▶ Brano di partenza:
Le note di variazione IVA in aumento ed in diminuzione nella procedura di liquidazione giudiziale
Lorenzo Gambi
10 Ottobre 2025
Il documento analizza la disciplina delle note di variazione IVA (note di debito e di credito) con particolare attenzione alle modifiche introdotte dal legislatore e al loro impatto nelle procedure concorsuali e, in particolare, nella liquidazione giudiziale.
Le note di variazione IVA sotto un profilo generale
Accade, nella realtà operativa, che dopoché il contribuente abbia emesso una fattura per cessione di beni e/o prestazioni di servizi imponibili ai fini IVA, debba essere apportata una modifica rispetto all'imponibile e/o all'imposta indicati in fattura.
La nota di variazione assolve tale finalità.
La stessa può essere emessa sia in aumento, sia in diminuzione del tribuito IVA.
Le variazioni dell'imponibile e/o dell'imposta sono disciplinate dall'art. 26 d.P.R. 26 ottobre 1972, n. 633.
Il primo comma dell'art. 26 cit. disciplina il caso delle variazioni in aumento – le cd. “note di debito” –, disponendo quanto segue.
Il contribuente è tenuto ad osservare le disposizioni sulle fatturazioni delle operazioni “attive”, ex art. 21 e ss. d.P.R. n. 633/1972, con riferimento al maggior ammontare del tributo, laddove, dopo l'emissione della fattura ovvero la propria registrazione, aumenti – per qualsiasi motivo – l'imponibile e/o l'imposta.
La norma impone dunque al contribuente di emettere un nuovo documento – la nota di debito IVA – che vada a rettificare l'originaria fattura emessa dallo stesso emessa, evidenziando il maggior tributo dovuto.
La nota di debito può essere emessa sotto forma di fattura semplificata, ex art. 21-bis d.P.R. n. 633/1972, con i seguenti elementi “minimi” (Agenzia delle Entrate, circolare n. 18/E/2014):
data emissione del documento;
numero progressivo dello stesso;
dati e partita IVA del contribuente cedente/prestatore;
dati e partita IVA del cessionario/committente;
descrizione dei beni ceduti e/o dei servizi resi;
riferimento alla fattura oggetto di rettifica;
indicazione degli elementi oggetto di rettifica.
Le note di debito emesse oltre il termine ordinario comportano l'applicazione di sanzioni ed interessiex art. 6, comma 1, d.lgs. n. 471/1997; le stesse possono essere peraltro oggetto di “ravvedimento operoso”.
Quanto sopra, sempreché la modifica sia diretta conseguenza di circostanze e/o fatti imputabili al cedente/prestatore: in caso contrario, non si rende dovuto alcun accessorio del tributo.
Le variazioni in diminuzione – le cd. “note di credito” – sono disciplinate dal secondo comma dell'art. 26 d.P.R. n. 633/1972.

▶ Dati registrati:
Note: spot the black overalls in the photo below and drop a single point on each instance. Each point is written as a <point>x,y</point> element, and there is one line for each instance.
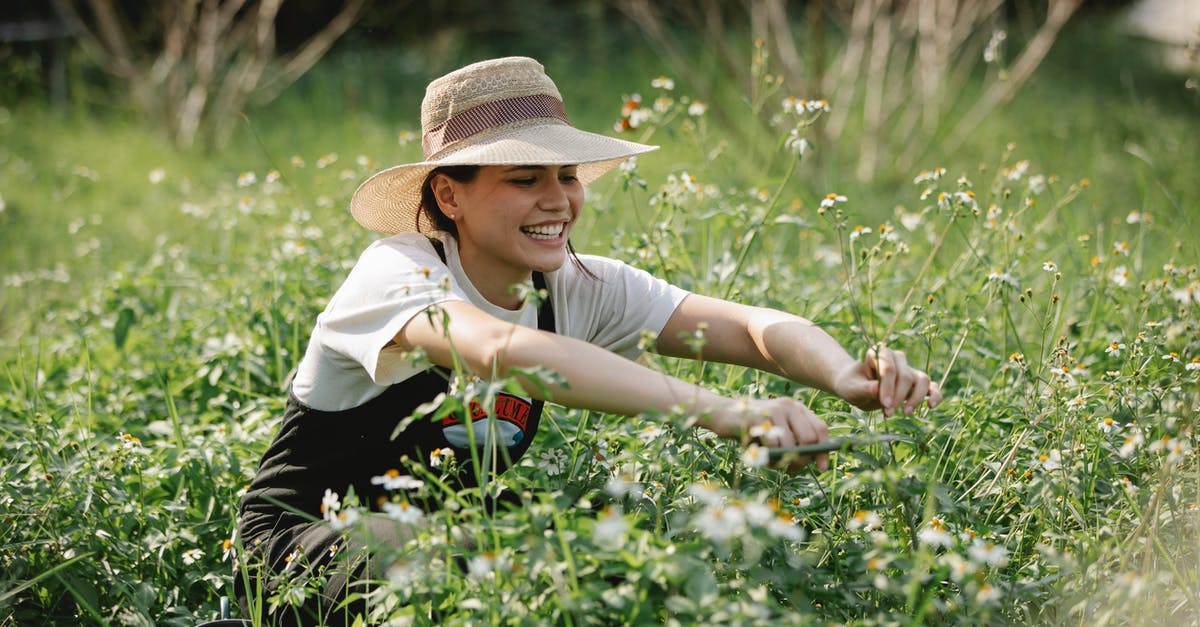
<point>316,451</point>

▶ Breve compito 1:
Traduci in inglese questa frase del brano sulle note di variazione IVA: «Le variazioni dell'imponibile e/o dell'imposta sono disciplinate dall'art. 26 d.P.R. 26 ottobre 1972, n. 633.»
▶ Breve compito 2:
Indica se ciascuna affermazione concorda con il brano sulle note di variazione IVA, rispondendo sì o no e citando le parole del brano che lo stabiliscono. (a) La nota di debito può essere emessa sotto forma di fattura semplificata. (b) Le note di credito sono disciplinate dal primo comma dell'art. 26 d.P.R. n. 633/1972. (c) Le note di debito emesse oltre il termine ordinario non possono essere oggetto di ravvedimento operoso.
▶ Breve compito 3:
Ripeti fedelmente la parte del brano sulle note di variazione IVA che si apre con le parole contenenti "Le variazioni dell'imponibile" e si chiude con "disponendo quanto segue.".

▶ Risposta al compito 1:
Changes to the taxable amount and/or the tax are governed by Article 26 of Presidential Decree No. 633 of October 26, 1972.

▶ Risposta al compito 2:
(a) Sì: «La nota di debito può essere emessa sotto forma di fattura semplificata».
(b) No: «Le variazioni in diminuzione – le cd. “note di credito” – sono disciplinate dal secondo comma dell'art. 26 d.P.R. n. 633/1972».
(c) No: «le stesse possono essere peraltro oggetto di “ravvedimento operoso”».

▶ Risposta al compito 3:
Le variazioni dell'imponibile e/o dell'imposta sono disciplinate dall'art. 26 d.P.R. 26 ottobre 1972, n. 633.
Il primo comma dell'art. 26 cit. disciplina il caso delle variazioni in aumento – le cd. “note di debito” –, disponendo quanto segue.